WHAT IS EXPECTED: Turn the listing below into a numbered list, skipping any blank lines.

◆ ◆ ◆ ◆ ◆

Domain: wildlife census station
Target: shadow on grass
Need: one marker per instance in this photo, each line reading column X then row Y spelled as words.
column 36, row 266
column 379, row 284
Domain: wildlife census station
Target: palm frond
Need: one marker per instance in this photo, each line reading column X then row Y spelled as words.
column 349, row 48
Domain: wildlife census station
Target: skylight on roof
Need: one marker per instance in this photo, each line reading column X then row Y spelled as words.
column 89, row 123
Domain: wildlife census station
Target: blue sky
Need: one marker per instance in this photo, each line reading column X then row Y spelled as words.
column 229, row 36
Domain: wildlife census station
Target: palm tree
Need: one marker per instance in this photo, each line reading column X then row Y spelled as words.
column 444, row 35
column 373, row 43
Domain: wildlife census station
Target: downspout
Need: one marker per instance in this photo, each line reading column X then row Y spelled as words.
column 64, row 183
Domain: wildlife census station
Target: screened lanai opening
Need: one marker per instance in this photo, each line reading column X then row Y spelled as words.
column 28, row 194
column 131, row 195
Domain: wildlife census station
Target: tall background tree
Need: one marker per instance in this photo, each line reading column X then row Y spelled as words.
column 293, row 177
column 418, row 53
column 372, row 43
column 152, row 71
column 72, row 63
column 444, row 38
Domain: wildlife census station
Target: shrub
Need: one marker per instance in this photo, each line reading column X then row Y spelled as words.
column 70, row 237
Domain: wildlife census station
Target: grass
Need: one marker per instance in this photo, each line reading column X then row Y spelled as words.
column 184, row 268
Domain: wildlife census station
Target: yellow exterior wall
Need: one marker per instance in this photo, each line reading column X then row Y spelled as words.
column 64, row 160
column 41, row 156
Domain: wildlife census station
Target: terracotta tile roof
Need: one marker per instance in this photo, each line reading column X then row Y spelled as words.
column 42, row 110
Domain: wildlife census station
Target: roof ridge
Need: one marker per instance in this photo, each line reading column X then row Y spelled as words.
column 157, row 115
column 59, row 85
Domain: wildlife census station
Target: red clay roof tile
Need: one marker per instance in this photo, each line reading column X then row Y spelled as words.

◆ ◆ ◆ ◆ ◆

ANSWER TO THIS EXERCISE:
1. Domain: wildlife census station
2. Target: shadow on grass
3. Need: one marker per instance in this photo, each line reading column X then row Y spelled as words.
4. column 36, row 266
5. column 379, row 284
6. Domain: wildlife census station
7. Target: palm frond
8. Need: one marker per instance in this photo, each line reading column X then row Y spelled as words.
9. column 349, row 48
10. Domain: wildlife census station
11. Target: skylight on roof
12. Need: one marker per instance in this photo, each line reading column X then row Y spelled as words.
13. column 89, row 123
14. Domain: wildlife census station
15. Target: blue sky
16. Need: one marker per instance in this photo, each line reading column X then row Y spelled as words.
17. column 229, row 36
18. Domain: wildlife census station
19. Target: palm tree
20. Need: one marker per instance in this photo, each line reading column X then row Y spelled as words.
21. column 444, row 35
22. column 373, row 43
23. Domain: wildlife census station
24. Target: downspout
25. Need: one marker per instance in this photo, each line reading column X then row Y spelled as words.
26. column 64, row 183
27. Domain: wildlife census station
28. Target: screened lanai opening
29. Need: one marker per instance in this photo, each line reading column X then row Y spelled as words.
30. column 28, row 194
31. column 131, row 195
32. Domain: wildlife census station
33. Target: tall background tree
34. Need: one marker per instance in this photo, each line reading column X then row Y spelled as words.
35. column 293, row 177
36. column 418, row 53
37. column 372, row 43
38. column 152, row 71
39. column 72, row 63
40. column 444, row 38
41. Domain: wildlife census station
42. Target: shrub
43. Need: one marker per instance in this photo, each line reading column X then row Y spelled as words.
44. column 70, row 237
45. Domain: wildlife census station
46. Target: grass
47. Need: one marker per instance in this photo, each line reading column X then row Y spelled as words.
48. column 184, row 268
49. Domain: wildlife census station
50. Target: yellow exterior wall
51. Need: one marker per instance in this photo, each line reading column X then row Y spelled as words.
52. column 64, row 160
53. column 41, row 156
54. Domain: wildlife census station
55. Target: terracotta tile roof
56. Need: one marker per instance in this photo, each line reading column X then row Y spelled as words.
57. column 42, row 110
58. Domain: wildlife census station
59. Target: roof ridge
60. Need: one marker per instance in this photo, each line reading column X then row Y spelled as words.
61. column 157, row 115
62. column 59, row 85
63. Domain: wildlife census station
64. Target: red clay roof tile
65. Need: one marker per instance in this photo, each line reading column X then row Y spelled as words.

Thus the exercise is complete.